> [AIM]:
Copy the data below word for word, from the line with "Given the following" up to and including the line with "[108,573,142,615]". Omit the picture from your copy.

> [RECORD EXCERPTS]:
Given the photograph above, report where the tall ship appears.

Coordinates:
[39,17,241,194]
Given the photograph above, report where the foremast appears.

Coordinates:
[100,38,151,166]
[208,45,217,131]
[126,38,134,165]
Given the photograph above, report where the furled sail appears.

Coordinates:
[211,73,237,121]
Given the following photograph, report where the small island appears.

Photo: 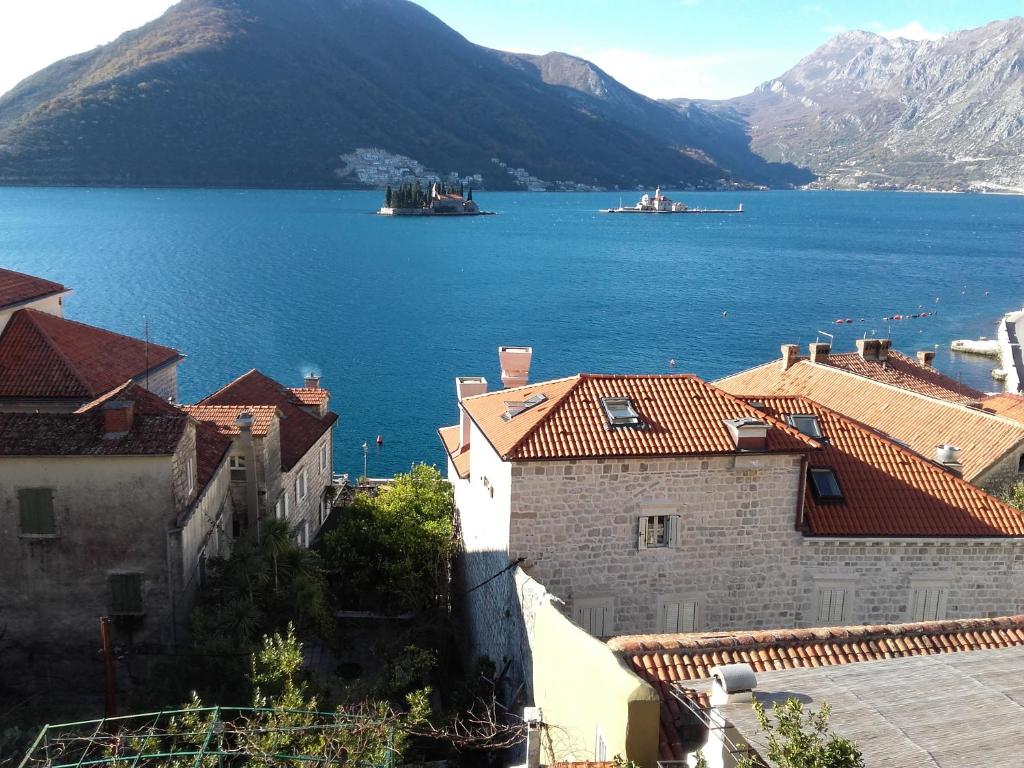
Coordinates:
[377,181,494,216]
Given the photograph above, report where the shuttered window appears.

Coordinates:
[17,488,57,536]
[658,599,700,635]
[909,585,949,622]
[572,597,613,637]
[108,573,142,615]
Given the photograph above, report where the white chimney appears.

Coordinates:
[935,442,964,475]
[455,376,487,451]
[498,346,534,388]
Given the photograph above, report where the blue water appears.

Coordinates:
[0,188,1024,475]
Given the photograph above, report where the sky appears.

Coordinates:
[0,0,1024,98]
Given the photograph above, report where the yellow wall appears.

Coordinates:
[517,578,660,768]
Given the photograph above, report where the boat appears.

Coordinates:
[601,186,743,213]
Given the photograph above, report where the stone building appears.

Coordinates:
[440,348,1024,716]
[185,370,338,547]
[0,382,232,648]
[715,339,1024,493]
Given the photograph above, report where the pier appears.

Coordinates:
[996,308,1024,392]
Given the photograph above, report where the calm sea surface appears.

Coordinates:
[0,188,1024,475]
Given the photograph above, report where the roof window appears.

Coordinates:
[808,467,844,502]
[601,397,640,427]
[785,414,822,440]
[502,392,548,421]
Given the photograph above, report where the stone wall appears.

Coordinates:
[505,456,803,635]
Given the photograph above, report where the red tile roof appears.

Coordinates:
[181,406,279,437]
[0,309,182,398]
[437,424,469,480]
[462,374,817,461]
[197,369,338,471]
[608,615,1024,760]
[288,387,331,408]
[826,350,985,404]
[746,395,1024,537]
[0,269,68,309]
[0,384,187,457]
[715,360,1024,482]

> [SOLUTION FOR THIS PROBLEM]:
Given the following photograph, report where the small island appears.

Photo: 
Coordinates:
[377,181,494,216]
Given the photograph above, report where the shuttered window appears.

Coordinates:
[17,488,57,536]
[658,599,700,635]
[909,585,949,622]
[572,597,613,637]
[108,573,142,615]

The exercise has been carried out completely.